WHAT THE EXERCISE ASKS. Below is a block of entries; repeat exactly the lines starting at the line that contains "of the guardrail" and ending at the line that contains "rear light in", both included.

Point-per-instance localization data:
|---|

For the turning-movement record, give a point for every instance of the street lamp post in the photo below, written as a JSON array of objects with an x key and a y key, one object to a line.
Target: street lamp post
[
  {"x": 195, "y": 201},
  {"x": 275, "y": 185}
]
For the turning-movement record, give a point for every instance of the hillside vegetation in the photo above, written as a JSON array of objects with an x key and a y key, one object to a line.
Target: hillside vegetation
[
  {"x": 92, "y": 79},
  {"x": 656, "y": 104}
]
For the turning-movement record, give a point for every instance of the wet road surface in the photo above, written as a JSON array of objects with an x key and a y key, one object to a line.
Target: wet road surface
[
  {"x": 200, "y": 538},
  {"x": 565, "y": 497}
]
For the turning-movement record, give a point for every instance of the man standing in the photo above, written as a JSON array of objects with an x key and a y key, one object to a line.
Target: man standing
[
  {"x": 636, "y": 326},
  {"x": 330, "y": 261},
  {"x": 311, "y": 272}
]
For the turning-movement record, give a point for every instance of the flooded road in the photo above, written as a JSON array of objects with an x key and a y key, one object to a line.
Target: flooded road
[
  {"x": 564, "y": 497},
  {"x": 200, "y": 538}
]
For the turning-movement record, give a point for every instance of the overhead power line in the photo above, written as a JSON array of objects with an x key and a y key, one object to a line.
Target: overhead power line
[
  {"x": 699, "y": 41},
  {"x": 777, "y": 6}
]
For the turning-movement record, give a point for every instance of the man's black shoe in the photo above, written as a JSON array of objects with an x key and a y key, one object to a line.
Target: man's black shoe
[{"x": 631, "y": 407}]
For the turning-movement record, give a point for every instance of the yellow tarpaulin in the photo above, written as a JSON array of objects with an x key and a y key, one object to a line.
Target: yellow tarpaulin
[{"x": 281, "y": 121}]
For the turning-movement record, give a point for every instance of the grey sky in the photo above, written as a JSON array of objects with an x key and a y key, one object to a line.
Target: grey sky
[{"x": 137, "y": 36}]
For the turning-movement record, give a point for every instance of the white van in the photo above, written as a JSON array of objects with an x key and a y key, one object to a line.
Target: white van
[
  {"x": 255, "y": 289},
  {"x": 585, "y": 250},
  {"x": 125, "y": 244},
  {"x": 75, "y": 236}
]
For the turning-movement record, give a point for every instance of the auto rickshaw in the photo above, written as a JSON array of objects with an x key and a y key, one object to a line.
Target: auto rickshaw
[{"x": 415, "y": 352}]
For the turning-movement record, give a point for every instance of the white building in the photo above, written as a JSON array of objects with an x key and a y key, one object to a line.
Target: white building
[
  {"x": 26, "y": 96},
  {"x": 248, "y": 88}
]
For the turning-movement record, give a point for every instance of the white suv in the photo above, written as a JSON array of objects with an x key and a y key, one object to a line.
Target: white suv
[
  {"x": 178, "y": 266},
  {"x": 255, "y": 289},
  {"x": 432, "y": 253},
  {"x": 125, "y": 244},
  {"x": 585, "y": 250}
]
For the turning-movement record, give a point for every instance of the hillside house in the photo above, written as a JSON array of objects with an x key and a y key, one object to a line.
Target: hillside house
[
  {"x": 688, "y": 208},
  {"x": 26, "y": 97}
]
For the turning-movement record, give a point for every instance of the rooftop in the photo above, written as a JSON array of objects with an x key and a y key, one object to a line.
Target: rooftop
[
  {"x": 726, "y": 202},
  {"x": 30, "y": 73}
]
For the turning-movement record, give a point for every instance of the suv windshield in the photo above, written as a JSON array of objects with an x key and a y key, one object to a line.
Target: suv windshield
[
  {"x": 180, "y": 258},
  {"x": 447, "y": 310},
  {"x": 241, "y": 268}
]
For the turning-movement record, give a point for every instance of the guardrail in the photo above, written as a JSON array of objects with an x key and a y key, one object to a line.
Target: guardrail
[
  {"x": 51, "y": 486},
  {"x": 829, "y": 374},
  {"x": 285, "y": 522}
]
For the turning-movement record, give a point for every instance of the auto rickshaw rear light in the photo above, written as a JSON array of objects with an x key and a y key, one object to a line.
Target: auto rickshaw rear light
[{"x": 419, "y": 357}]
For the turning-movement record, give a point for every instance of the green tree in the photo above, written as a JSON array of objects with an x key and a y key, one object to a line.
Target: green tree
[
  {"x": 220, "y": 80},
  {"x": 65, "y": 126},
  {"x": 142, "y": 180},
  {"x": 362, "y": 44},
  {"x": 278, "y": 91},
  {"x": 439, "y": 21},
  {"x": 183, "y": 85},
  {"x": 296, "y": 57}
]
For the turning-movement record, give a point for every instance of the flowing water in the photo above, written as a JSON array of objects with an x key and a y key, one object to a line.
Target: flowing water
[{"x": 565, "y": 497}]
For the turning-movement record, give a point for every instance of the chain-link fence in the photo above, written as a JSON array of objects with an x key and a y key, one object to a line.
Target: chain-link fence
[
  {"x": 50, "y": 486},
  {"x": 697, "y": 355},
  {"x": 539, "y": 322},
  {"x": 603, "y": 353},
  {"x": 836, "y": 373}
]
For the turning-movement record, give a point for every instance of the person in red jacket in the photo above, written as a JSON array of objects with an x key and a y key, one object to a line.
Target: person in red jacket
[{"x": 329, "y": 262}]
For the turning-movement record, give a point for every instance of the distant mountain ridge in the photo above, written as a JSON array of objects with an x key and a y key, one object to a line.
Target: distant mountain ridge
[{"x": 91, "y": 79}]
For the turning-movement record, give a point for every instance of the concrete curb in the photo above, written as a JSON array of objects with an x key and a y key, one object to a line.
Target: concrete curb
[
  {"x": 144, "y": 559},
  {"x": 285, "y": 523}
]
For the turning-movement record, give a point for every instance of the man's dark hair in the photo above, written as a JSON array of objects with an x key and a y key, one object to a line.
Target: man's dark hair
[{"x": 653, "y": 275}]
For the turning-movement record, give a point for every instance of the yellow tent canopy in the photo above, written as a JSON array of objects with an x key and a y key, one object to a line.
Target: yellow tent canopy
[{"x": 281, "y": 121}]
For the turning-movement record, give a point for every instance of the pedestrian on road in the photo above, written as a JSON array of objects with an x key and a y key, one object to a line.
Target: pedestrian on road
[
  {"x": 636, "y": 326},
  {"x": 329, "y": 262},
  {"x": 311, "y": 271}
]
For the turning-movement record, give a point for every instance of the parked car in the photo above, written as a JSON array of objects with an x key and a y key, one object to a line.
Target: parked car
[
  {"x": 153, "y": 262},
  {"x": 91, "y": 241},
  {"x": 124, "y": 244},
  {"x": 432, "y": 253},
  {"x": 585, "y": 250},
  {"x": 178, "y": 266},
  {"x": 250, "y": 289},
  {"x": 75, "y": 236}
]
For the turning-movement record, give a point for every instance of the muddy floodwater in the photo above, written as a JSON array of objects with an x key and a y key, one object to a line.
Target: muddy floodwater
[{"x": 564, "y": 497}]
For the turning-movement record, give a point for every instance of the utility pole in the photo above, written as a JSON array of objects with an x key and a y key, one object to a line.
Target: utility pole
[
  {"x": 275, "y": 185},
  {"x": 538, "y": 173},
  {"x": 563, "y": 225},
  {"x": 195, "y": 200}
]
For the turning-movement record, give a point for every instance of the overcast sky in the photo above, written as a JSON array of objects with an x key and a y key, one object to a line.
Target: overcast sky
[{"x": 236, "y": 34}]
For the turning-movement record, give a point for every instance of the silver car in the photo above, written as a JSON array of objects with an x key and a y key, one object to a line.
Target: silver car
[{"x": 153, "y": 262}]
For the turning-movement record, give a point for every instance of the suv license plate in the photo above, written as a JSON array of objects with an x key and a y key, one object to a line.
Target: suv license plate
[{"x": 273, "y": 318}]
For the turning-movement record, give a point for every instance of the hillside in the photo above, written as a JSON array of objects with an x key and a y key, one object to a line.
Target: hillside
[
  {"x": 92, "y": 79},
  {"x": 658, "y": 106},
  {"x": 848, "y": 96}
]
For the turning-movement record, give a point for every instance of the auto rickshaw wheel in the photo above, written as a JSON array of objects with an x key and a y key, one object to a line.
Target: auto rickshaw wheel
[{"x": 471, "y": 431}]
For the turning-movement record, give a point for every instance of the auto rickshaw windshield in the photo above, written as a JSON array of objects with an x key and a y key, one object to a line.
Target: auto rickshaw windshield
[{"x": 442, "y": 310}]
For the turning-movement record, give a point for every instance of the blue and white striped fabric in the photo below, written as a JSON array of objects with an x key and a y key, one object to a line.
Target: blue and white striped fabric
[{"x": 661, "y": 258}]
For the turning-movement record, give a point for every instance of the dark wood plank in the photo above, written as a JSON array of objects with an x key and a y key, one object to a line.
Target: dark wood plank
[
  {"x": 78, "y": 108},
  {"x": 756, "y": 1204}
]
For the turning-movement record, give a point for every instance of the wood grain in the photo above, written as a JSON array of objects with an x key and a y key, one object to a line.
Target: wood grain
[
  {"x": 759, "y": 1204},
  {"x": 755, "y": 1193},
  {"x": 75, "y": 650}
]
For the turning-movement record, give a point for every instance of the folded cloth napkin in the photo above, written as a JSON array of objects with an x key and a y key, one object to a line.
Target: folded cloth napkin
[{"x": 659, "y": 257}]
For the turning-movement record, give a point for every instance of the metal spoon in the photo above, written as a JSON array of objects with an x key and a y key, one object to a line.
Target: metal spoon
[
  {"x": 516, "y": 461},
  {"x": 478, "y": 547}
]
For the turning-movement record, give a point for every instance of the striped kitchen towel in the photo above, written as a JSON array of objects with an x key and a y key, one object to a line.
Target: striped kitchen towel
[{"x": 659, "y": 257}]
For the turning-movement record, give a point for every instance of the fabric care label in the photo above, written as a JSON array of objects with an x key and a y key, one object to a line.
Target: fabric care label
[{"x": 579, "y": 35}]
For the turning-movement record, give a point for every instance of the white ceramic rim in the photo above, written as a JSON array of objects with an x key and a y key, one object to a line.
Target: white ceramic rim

|---|

ANSWER TO THE EXERCISE.
For the turning-movement record, give a point for every instance of the guardrail in the photo above, written as a JSON array of objects with an x key and a y key, one object to a line.
Target: guardrail
[
  {"x": 51, "y": 486},
  {"x": 829, "y": 374},
  {"x": 285, "y": 522}
]
For the turning-movement record, give a point for every instance of the auto rickshaw rear light in the photo above, written as a JSON array of objects with an x key and a y key, one object to a line.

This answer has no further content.